Study text:
10. How long should you expect to be at the allergist’s office?

Food challenges can take between 3-6 hours to complete, but if your child has a severe reaction, they can take longer. However, if your child has a mild reaction early on in the challenge, it can be much shorter.


11. What happens if my child has a reaction during the challenge?

If a reaction occurs, the challenge stops immediately and your child will be treated. For more mild cases, reactions can mimic symptoms of anxiety, but your nurse and doctor will be able to give advice throughout the process and help you determine whether your child is having a real reaction. Ultimately, you and your child are in control and can stop the challenge at any time.

In severe cases, an IV may need to be administered for fluids or medication. This is more common for children with  FPIES. In very rare cases, your child might require further observation in a hospital or emergency room.


12. Who initiates a food challenge - parent or allergist?

The decision to do a food challenge is made by you, your child and their allergy team — allergist, pediatrician, nurses, etc. Your allergist will typically begin the conversation and let you know if and when a food challenge is an option. Remember that challenges are not required and are completely voluntary. Some parents make the decision to wait for their child to get older, less anxious or for their IgE numbers to get lower, which is determined by a blood test.


13. How is a food challenge different from Oral Immunotherapy?

While a food challenge is a test to diagnose a food allergy, Oral Immunotherapy (OIT) is a type of treatment to desensitize patients to a particular food allergen. A food challenge takes place in one appointment and is routinely performed by most allergists, but OIT is only done by a few allergists in the country and takes place over a period of several weeks or months.


14. Can you test for multiple allergens at a time?

No — in order to guarantee accurate results, only one food can be tested at a time.


15. Why are baked milk and egg challenges different from cooked milk and egg challenges?

When the proteins in egg and milk are baked at 350 degrees for 30-35 minutes, compared to being cooked at a lower temperature, their structure changes in a way that the immune system might not recognize as harmful. Baked milk and egg challenges are a great way to learn more about the nuances of your child’s food allergy and can often help them work their way up to eating cooked egg.


16. Are delayed reactions possible?

It is very rare for a reaction to occur after you complete the food challenge. In the event of a reaction, follow your emergency action plan to treat your child and call your allergist.


17. What does it mean if your child “passes” a food challenge?

Passing means your child is not allergic to the challenge food and can safely add it back into their diet. Your allergist will have a plan to incorporate the food back into your child’s routine.


18. How do you cope with a “fail?”

Listed entries:
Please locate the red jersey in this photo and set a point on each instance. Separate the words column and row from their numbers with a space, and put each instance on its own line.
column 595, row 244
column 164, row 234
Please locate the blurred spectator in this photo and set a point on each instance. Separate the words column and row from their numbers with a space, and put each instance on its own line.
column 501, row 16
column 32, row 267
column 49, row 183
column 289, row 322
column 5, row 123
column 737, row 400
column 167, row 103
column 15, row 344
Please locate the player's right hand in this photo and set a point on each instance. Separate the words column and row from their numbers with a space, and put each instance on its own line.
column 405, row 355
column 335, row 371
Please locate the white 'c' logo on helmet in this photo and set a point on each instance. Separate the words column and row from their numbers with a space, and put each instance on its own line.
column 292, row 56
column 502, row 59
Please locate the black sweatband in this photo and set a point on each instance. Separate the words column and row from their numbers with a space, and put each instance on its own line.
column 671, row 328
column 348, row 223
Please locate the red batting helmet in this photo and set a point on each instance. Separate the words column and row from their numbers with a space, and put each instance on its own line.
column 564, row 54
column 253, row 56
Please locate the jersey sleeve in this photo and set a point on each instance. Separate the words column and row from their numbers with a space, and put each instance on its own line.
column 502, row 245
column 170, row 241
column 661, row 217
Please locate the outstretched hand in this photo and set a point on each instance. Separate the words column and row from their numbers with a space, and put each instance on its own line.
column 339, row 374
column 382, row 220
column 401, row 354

What you need to do:
• A. According to the food challenge FAQ, how long do food challenges usually take to complete?
• B. Duplicate the part of the food challenge FAQ that opens with the words containing "10. How long" and closes with "at any time.".
• C. In the food challenge FAQ, what are all the things some parents choose to wait for before their child does a food challenge?

Replies:
• A. Between 3-6 hours.

• B.
10. How long should you expect to be at the allergist’s office?

Food challenges can take between 3-6 hours to complete, but if your child has a severe reaction, they can take longer. However, if your child has a mild reaction early on in the challenge, it can be much shorter.


11. What happens if my child has a reaction during the challenge?

If a reaction occurs, the challenge stops immediately and your child will be treated. For more mild cases, reactions can mimic symptoms of anxiety, but your nurse and doctor will be able to give advice throughout the process and help you determine whether your child is having a real reaction. Ultimately, you and your child are in control and can stop the challenge at any time.

• C. For their child to get older, for their child to be less anxious, or for their child's IgE numbers to get lower.